Given request
Output the entries below exactly as written, omitting pictures.

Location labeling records
··········

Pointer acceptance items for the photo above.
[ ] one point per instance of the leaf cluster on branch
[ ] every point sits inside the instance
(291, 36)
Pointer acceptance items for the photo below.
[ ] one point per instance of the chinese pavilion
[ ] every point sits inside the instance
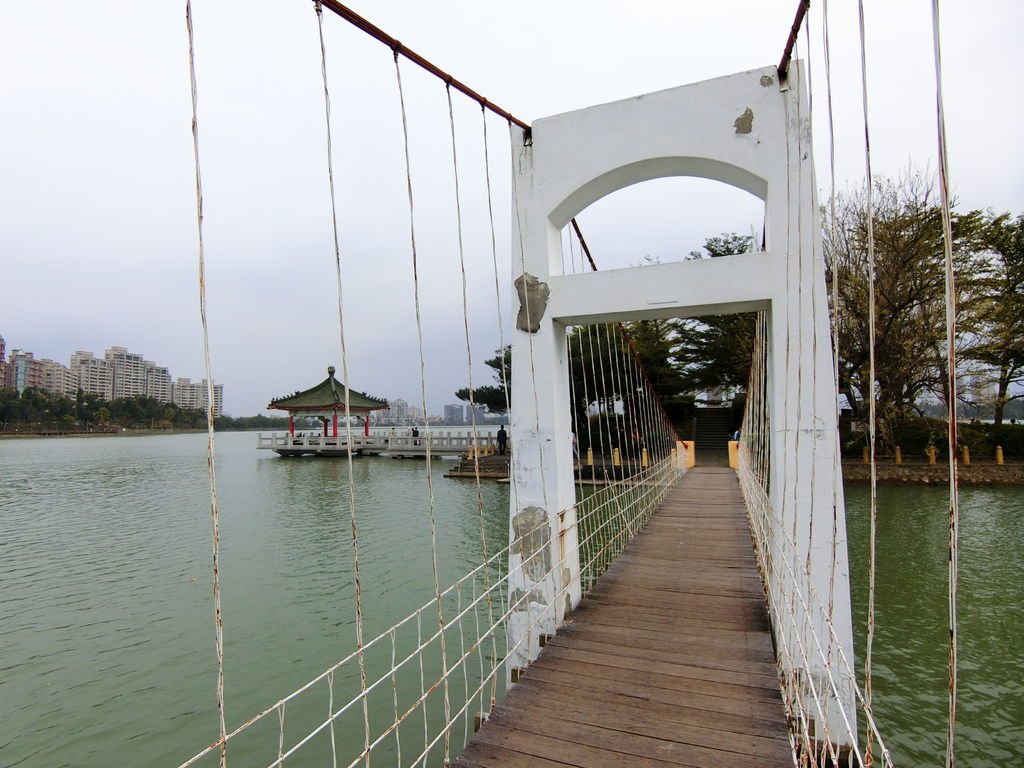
(324, 401)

··········

Result for this exercise
Pointer acceptance items for the photo above.
[ ] one point per instance of the leaf cluster on branch
[ ] every point sits inside the instance
(291, 36)
Pointer acceptance items for the photo below.
[ ] one point per instance of the chinese pavilion
[ ] every point sits inside the instance
(324, 401)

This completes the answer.